Exercise:
Rewrite each of the entries below, replacing "Practice step" with "Exercise" and keeping everything else the same. Omit the pictures from your answer.

Task inputs:
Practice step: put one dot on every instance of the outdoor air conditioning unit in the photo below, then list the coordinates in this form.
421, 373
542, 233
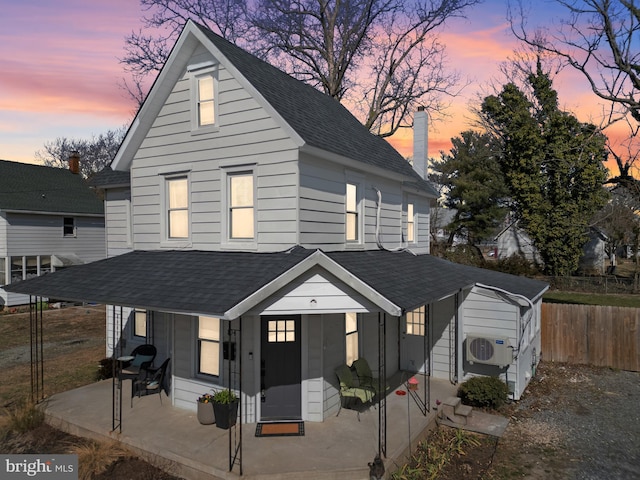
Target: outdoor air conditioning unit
489, 350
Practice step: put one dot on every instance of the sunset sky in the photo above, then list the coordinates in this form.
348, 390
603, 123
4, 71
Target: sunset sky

Written answer:
Exercise: put one dot on every instance of the outdoor air conditioning unit in the photo below, then list the coordinates in this form.
421, 373
542, 233
Target: outdoor air conditioning unit
489, 350
Exercise: put one dot on every instance of the sunset sky in the photo above, then list the coordinates in this form.
348, 390
603, 123
4, 71
Target: sunset sky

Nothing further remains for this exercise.